**Page excerpt:**
The Dosage of Hyperbaric Oxygen in Chronic Brain Injury
Paul G. Harch M.D.
The concept of dosage of hyperbaric oxygen therapy (HBOT) derives from the definition of HBOT as a drug. Using the broad definition of HBOT by Harch and Neubauer (1), HBOT is the use of greater than ambient pressure oxygen as a drug to treat basic pathophysiologic processes/states and their diseases. Drug dosage of HBOT, therefore, is a function of baseline or reference ambient pressure, depth of pressurization, duration, frequency, air breaks, surface interval, number of treatments, idiosyncratic genetic patient factors, and time to intervention in the disease process which determines the pathological targets. All of these factors cause HBOT to be a narrow-window drug in chronic brain injury similar to digoxin and coumadin: too litfie maybe ineffective and too much can be toxic. In addition, oxygen is a respiratory metabolite: ;too little has serious metabolic consequences and too much can cause metabolic fatigue. Determining the proper dosage in a given patient with a specific or multiple diseases can be difficult. Ultimately, one wants the best dosage that improves the patient while doing the least harm.

**Collected material:**
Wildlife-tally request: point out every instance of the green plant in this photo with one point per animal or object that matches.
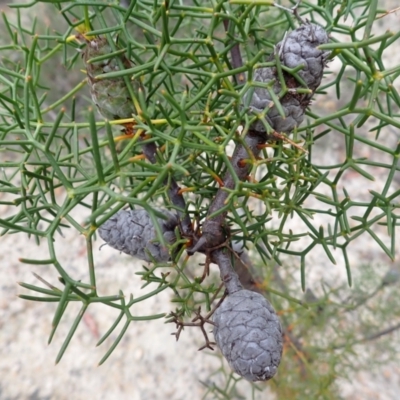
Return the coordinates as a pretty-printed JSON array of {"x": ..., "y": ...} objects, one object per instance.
[{"x": 58, "y": 154}]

**Problem set:**
a) In the page on hyperbaric oxygen dosage, what does the concept of HBOT dosage derive from?
b) Rewrite the paragraph of the page on hyperbaric oxygen dosage that begins "The concept of dosage" as a short bulleted list that keeps its main facts.
c) Write the next part of the page on hyperbaric oxygen dosage, starting after its final sentence.

**Answers by item:**
a) It derives from the definition of HBOT as a drug.

b)
- HBOT dosage comes from defining HBOT as a drug. In the broad definition by Harch and Neubauer, HBOT is the use of greater than ambient pressure oxygen as a drug to treat basic pathophysiologic processes/states and their diseases.
- Dosage depends on:
  - baseline or reference ambient pressure
  - depth of pressurization
  - duration
  - frequency
  - air breaks
  - surface interval
  - number of treatments
  - idiosyncratic genetic patient factors
  - time to intervention in the disease process, which determines the pathological targets
- These factors make HBOT a narrow-window drug in chronic brain injury, like digoxin and coumadin. Too little may be ineffective, and too much can be toxic.
- Oxygen is also a respiratory metabolite. Too little has serious metabolic consequences, and too much can cause metabolic fatigue.
- Finding the proper dosage for a patient with one or more diseases can be difficult.
- The aim is the best dosage that improves the patient while doing the least harm.

c)
HBOT has both acute and chronic effects (2). This paper will address only the chronic effects. Chronic effects of HBOT include fibroblast stimulation, collagen deposition, anglogenesis, epithelialization, and bone remodeling. This is most evident in shallow perfusion gradient wounds such as the classic homogenous wound of external beam radiation. In this animal and human model, Marx (3) has shown that intermittent exposure to HBOT induces the aforementioned chronic trophic effects to cause wound healing. The final level of tissue oxygenation after HBOT is approximately 80% of normal tissue, but the effect is durable for years. The unproven mechanism of the effect is thought to be secondary to transient elevation of tissue oxygen levels that results in a steep oxygen gradient that causes anglogenesis. Since 1995 this effect has been better characterized as signal induction where the drug HBOT, by elevation of tissue oxygen pressures, alone or in combination with other factors, signals the DNA to begin transcription of various gene sequences to mRNA (4,5,6). The mRNA is translated to proteins which cause trophic tissue changes, i.e., wound healing. These mechanisms are thought to be responsible for the HBOT-induced wound healing that is seen in a large variety of chronic non-healing wounds, such as arterial insufficiency, venous insufficiency, diabetic, radiation, sickle cell, vasculitic, and other ulcers.